(Directive A) Reproduce the sunflower post word for word, starting at "When we visited" and ending at "to our home.".
(Directive B)
Answer these from the sunflower post:
(i) In which month was the visit to the donkey sanctuary?
(ii) How many seeds sent up shoots?
(iii) How many were strong enough to be planted out into the ground?
(Directive C) Sum up the sunflower post in two sentences.

(Source passage)

A Sunflower from Eseltjiesrus is surviving winter in Cape Town

When we visited Eseltjiesrus Donkey Sanctuary during a whirlwind week in February this year, to introduce our respective moms to our adopted Donkey, we saw that all the sunflowers outside the cute little shop were in full bloom.

We picked up a couple of seeds and, on our return home, planted them in a flower-pot. It felt like we were taking a bit of Donkey’s home with us back to our home.

Bright and cheerful, they embody the heat and joy of summer

Much to our delight, all six seeds began to send up shoots through the soil, and we were getting quite hopeful that they would survive beyond the weak and delicate seedling stage. Unfortunately, we had reckoned without birds, snails, slugs, beetles, caterpillars… A couple of weeks later, only three were strong enough to be planted out into the ground.

(Items)
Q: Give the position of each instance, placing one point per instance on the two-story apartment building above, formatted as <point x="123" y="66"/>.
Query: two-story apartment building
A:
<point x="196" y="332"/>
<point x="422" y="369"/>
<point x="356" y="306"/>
* * *
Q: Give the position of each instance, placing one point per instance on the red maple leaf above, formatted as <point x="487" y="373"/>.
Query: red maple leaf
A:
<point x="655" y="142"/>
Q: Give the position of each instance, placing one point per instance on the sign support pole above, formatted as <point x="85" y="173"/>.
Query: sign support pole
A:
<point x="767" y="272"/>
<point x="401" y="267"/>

(Written answer A)
When we visited Eseltjiesrus Donkey Sanctuary during a whirlwind week in February this year, to introduce our respective moms to our adopted Donkey, we saw that all the sunflowers outside the cute little shop were in full bloom.

We picked up a couple of seeds and, on our return home, planted them in a flower-pot. It felt like we were taking a bit of Donkey’s home with us back to our home.

(Written answer B)
(i) February
(ii) Six
(iii) Three

(Written answer C) During a February visit to Eseltjiesrus Donkey Sanctuary, the writers picked up sunflower seeds from outside the shop and planted them in a flower-pot at home. All six seeds sprouted, but after birds, snails, slugs, beetles and caterpillars took their toll, only three were strong enough to be planted out a couple of weeks later.